* About this exercise *
Set down all of the entries below word for word, with the pictures left out.

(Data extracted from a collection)
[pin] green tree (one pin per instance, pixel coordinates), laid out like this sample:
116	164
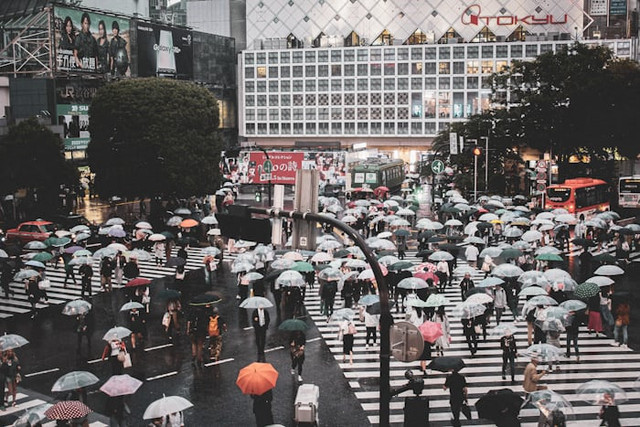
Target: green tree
154	137
33	159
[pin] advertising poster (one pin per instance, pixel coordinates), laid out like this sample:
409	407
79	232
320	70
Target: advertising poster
73	97
164	51
88	42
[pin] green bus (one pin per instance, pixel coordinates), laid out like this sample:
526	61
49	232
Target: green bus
375	172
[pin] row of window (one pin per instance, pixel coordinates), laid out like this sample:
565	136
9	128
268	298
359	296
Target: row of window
398	54
374	84
347	128
377	69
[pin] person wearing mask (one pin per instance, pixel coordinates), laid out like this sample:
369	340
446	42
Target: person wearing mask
457	385
466	284
260	320
509	351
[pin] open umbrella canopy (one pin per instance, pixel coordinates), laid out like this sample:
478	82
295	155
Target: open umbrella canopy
430	331
68	410
76	307
116	333
205	299
257	378
596	392
293	325
121	385
74	380
499	405
256	302
586	290
11	341
446	364
166	406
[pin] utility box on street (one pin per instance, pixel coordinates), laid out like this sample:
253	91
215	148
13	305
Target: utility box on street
305	200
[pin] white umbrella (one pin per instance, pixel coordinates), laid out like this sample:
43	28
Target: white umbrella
609	270
165	406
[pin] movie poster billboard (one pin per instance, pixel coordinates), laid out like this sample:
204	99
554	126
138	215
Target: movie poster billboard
164	51
73	97
89	42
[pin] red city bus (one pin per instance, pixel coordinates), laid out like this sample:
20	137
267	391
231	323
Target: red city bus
580	196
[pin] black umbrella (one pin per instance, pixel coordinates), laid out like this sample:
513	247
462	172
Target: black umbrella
205	299
585	243
446	364
175	262
499	405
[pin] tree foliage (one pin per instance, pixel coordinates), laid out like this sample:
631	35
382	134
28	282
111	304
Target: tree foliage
33	159
154	136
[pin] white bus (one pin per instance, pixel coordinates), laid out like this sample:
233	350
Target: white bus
629	192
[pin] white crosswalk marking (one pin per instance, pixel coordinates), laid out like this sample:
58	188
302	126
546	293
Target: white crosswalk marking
599	360
58	294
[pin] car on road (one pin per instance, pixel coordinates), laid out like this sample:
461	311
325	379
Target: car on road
30	230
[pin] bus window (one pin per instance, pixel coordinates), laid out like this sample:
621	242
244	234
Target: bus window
559	194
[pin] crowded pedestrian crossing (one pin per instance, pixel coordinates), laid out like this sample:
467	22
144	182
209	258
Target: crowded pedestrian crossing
59	294
599	359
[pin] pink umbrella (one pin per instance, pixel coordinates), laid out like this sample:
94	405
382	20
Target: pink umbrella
430	331
120	385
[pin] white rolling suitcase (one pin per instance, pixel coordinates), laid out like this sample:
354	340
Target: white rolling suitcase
306	405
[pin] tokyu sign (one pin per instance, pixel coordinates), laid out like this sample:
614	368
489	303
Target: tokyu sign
473	15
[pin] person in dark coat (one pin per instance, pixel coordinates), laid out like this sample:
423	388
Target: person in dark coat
262	408
260	320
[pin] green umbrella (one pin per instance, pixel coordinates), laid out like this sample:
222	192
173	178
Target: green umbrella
548	257
42	257
302	267
604	258
293	325
586	290
400	265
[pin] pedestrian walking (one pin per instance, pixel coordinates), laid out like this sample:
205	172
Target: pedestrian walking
620	334
532	377
573	323
466	284
262	408
296	351
68	268
509	352
86	273
470	335
346	334
609	412
11	371
444	341
216	327
499	302
371	323
106	270
457	385
260	320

* Exercise response *
[pin] green tree (one pin per instance, pixel coordinates), laid out like this sample:
116	164
Target: green tree
154	137
33	159
[pin] advertising poster (one pin per instance, pixel coordinates), laid out like this sample:
409	407
79	232
320	70
Target: advertising poster
73	97
164	51
88	42
[pin] green bus (one pin per instance, pixel coordinates), laid out like this sample:
526	61
49	232
Target: green bus
375	172
[pin] row of window (one pin per instance, pixel coordinates), laid out like this sample:
565	136
9	128
268	298
359	296
Target: row of window
398	54
374	84
347	128
377	69
[pin] person wearing mask (one pin per instance, pixel coordinates), laid out like this sample:
369	340
446	42
Target: person wearing mask
457	385
466	284
260	320
509	351
[pin] open umbrella canopy (one pin per instance, pixel coordinates), laid out like this sample:
478	82
295	155
Target: open umbrella canopy
430	331
68	410
76	307
116	333
205	299
257	378
596	392
293	325
121	385
74	380
499	405
256	302
586	290
11	341
446	364
166	406
[pin] utility box on street (one pin per instance, pixel coordinates), laid out like this sample:
253	91
215	148
13	305
Target: utility box on street
305	200
[pin] white umbrella (one pin per instance, pixel coordinates), laid out like this sample:
43	28
Target: white umbrella
609	270
165	406
[pin] movie poster billboard (one pin per instance, pixel coordinates), laid out like this sample:
204	99
554	126
138	215
Target: movie poster billboard
164	51
73	97
89	42
[pin] red city bus (one pin per instance, pixel coordinates), laid out like this sample:
20	137
267	391
231	323
Target: red city bus
580	196
[pin] black umbrella (one pin per instance, pixel coordinates), laid out like this sample:
513	247
462	172
Target: black umbrella
205	299
585	243
446	364
175	262
499	405
[pin] tree foliage (one pin per instance, pixel coordinates), laid out like this sample:
631	35
382	134
28	282
111	304
Target: tree foliage
33	159
154	136
[pin] white bus (one pin per instance, pixel coordinates), laid out like this sample:
233	350
Target: white bus
629	192
[pin] white crosswalk marking (one pin per instance, pixel coordinates), laid out like this sample:
58	188
302	126
546	293
Target: white crosswalk marking
599	360
58	294
[pin] car on road (one pin per instance, pixel coordinates), laid out like this sample:
461	311
325	379
Target: car on road
30	230
[pin] bus window (one pin per instance, pixel coordinates), laid out like this sample:
621	242
244	234
Target: bus window
559	194
[pin] crowded pedestrian crossing (one pin per instance, pixel coordinates), laid out like this sample:
467	22
144	182
209	258
Target: crowded pedestrian crossing
59	294
599	359
[pin] pink umbrella (one pin per instance, pixel coordinates), laid out like this sample:
94	405
382	20
Target: pink umbrella
430	331
120	385
[pin] white rolling suitcase (one pin per instance, pixel coordinates), laid out like this sample:
354	340
Target: white rolling suitcase
306	405
[pin] tokyu sign (one pin per instance, pixel coordinates), laid out like this sample:
614	368
489	303
Target: tokyu sign
473	15
[pin] person in dark coat (one pin per instance, pixel coordinates), laid out like this sample:
423	388
Target: person in dark coat
262	408
260	320
[pin] green umbrella (one pin per instance, pixel coordinates), laid out like this sample:
222	192
173	178
Target: green umbrella
548	257
42	257
302	267
604	258
293	325
586	290
400	265
[pin] pedestrian walking (one pin per instance, pixel coordinates), laid out like this sample:
205	172
Target: pedestrian walking
620	334
532	377
573	323
466	284
262	408
296	351
68	268
509	352
86	273
470	335
346	334
609	412
11	371
444	341
216	327
499	302
371	323
106	270
457	385
260	320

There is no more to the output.